● **Tarea planteada a**: Indica cuántas líneas de los registros contienen la palabra "shirt". Responde únicamente con el número.

● **Texto proporcionado**:
+ + + + + + +

Un nuevo amanecer: Mujeres en la guerra
Orlando Mora
Cada semana se continúan estrenando
en el país películas colombianas, por desgracia de forma bastante marginal y
con escasas posibilidades de mantenerse durante un tiempo importante en
exhibición. Ese paso fugaz trasluce las cifras de producción y a la vez da
cuenta de cuellos de botella sin resolver en el proceso de circulación
industrial de nuestro cine.
En el registro de obras de esta
semana aparece Un nuevo amanecer de
Priscila Padilla, una directora de sólida formación profesional y de la que
conservo un grato recuerdo por La eterna
noche de las doces lunas, una obra de 2013 que confirmó su vocación por el
cine documental y dejó ver hacia dónde se orientaban sus preocupaciones creativas.
En su nuevo título la realizadora define de entrada el punto de
vista de la narración, que será el suyo propio. La génesis del relato se
encuentra en el deseo de Padilla de indagar por la suerte de dos amigas de juventud
que terminaron incorporándose a las FARC,
destino del que ella escapó por la aparición fortuita de personas que le
dieron a conocer el cine y ese
descubrimiento la llevó por otros caminos.
Gracias a contactos y amistades
la directora consiguió llegar en los
días previos a la firma del acuerdo de paz del año 2016 a un campamento de las
FARC. Nada supo de sus amigas, pero en su lugar entró en contacto con varias
mujeres que estaban en la guerrilla, con cuatro de las cuales trabó amistad y son ellas las protagonistas de su reveladora
película.
Jessica, Alejandra, Eliana y
Sarah Luna aportan una mirada desde adentro acerca de lo que significa ser
mujer en medio de un grupo armado con predominio de hombres, no solo en cuanto
a números sino también en mentalidad y en mirada frente a lo que se vive en
medio de la guerra. A la pregunta de la directora por los sentimientos que habitan en esas mujeres
vestidas de guerrilleras, la respuesta de un jefe es demoledora: No venga a
complicarles la vida a ellas y sobre
todo a nosotros los hombres.
Esa primera parte se distingue
por compacta y por centrarse en la situación
de las cuatro mujeres, quienes con tonos y en registros distintos narran lo que vivieron con
ocasión de eventos normales como la menstruación o de otros de mayor peso como los embarazos y los
abortos que con frecuencia se debían practicar.

+ + + + + + +

● **Tarea planteada b**: Copia de la reseña sobre Un nuevo amanecer el fragmento entre "En el registro" y "por otros caminos.", ambos incluidos.

+ + + + + + +

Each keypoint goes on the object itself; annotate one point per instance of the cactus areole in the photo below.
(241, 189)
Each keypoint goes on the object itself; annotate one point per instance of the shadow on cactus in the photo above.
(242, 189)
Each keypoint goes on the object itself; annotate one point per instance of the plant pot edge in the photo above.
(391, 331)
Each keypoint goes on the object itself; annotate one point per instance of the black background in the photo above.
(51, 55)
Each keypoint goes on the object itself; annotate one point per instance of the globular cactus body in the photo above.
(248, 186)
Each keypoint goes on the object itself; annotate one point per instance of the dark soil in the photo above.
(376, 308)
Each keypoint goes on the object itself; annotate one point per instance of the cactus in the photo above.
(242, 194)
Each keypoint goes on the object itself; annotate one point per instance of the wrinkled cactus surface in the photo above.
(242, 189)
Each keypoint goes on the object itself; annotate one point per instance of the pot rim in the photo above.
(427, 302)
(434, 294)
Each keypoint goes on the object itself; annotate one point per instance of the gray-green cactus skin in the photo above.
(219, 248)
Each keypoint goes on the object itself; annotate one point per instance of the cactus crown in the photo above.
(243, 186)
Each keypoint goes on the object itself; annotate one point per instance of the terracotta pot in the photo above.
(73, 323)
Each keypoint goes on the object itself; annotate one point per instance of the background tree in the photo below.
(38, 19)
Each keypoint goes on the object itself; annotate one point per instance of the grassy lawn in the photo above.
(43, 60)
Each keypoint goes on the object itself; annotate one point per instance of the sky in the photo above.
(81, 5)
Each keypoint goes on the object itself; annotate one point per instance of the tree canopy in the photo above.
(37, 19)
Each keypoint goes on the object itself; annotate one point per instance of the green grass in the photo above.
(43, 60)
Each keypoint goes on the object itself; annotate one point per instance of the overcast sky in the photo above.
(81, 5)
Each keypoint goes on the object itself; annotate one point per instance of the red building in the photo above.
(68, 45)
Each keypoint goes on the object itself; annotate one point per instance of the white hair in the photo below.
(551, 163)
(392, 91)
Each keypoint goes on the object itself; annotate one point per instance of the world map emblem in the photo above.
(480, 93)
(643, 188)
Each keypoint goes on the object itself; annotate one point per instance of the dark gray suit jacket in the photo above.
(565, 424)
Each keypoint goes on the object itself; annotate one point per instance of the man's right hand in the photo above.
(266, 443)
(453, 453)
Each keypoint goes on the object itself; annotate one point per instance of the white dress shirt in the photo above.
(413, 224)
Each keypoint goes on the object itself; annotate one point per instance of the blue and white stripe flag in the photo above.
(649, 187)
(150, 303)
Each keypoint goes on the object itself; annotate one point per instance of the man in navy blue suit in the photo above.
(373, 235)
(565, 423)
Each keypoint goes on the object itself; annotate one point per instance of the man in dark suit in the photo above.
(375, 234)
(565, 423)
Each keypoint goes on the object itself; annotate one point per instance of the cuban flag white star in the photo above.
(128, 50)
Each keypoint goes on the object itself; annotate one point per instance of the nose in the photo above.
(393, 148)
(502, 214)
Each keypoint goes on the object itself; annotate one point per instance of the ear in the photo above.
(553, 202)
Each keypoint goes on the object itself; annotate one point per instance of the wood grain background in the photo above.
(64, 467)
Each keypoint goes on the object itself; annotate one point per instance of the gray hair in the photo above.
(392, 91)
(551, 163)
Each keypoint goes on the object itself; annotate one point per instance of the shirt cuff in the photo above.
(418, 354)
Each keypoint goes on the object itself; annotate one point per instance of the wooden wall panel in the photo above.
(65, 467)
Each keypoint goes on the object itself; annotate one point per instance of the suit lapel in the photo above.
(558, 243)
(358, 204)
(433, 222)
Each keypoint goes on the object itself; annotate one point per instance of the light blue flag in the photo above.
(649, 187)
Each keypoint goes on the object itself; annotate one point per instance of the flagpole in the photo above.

+ + + + + + +

● **Respuesta completa a**: 2

● **Respuesta completa b**:
En el registro de obras de esta
semana aparece Un nuevo amanecer de
Priscila Padilla, una directora de sólida formación profesional y de la que
conservo un grato recuerdo por La eterna
noche de las doces lunas, una obra de 2013 que confirmó su vocación por el
cine documental y dejó ver hacia dónde se orientaban sus preocupaciones creativas.
En su nuevo título la realizadora define de entrada el punto de
vista de la narración, que será el suyo propio. La génesis del relato se
encuentra en el deseo de Padilla de indagar por la suerte de dos amigas de juventud
que terminaron incorporándose a las FARC,
destino del que ella escapó por la aparición fortuita de personas que le
dieron a conocer el cine y ese
descubrimiento la llevó por otros caminos.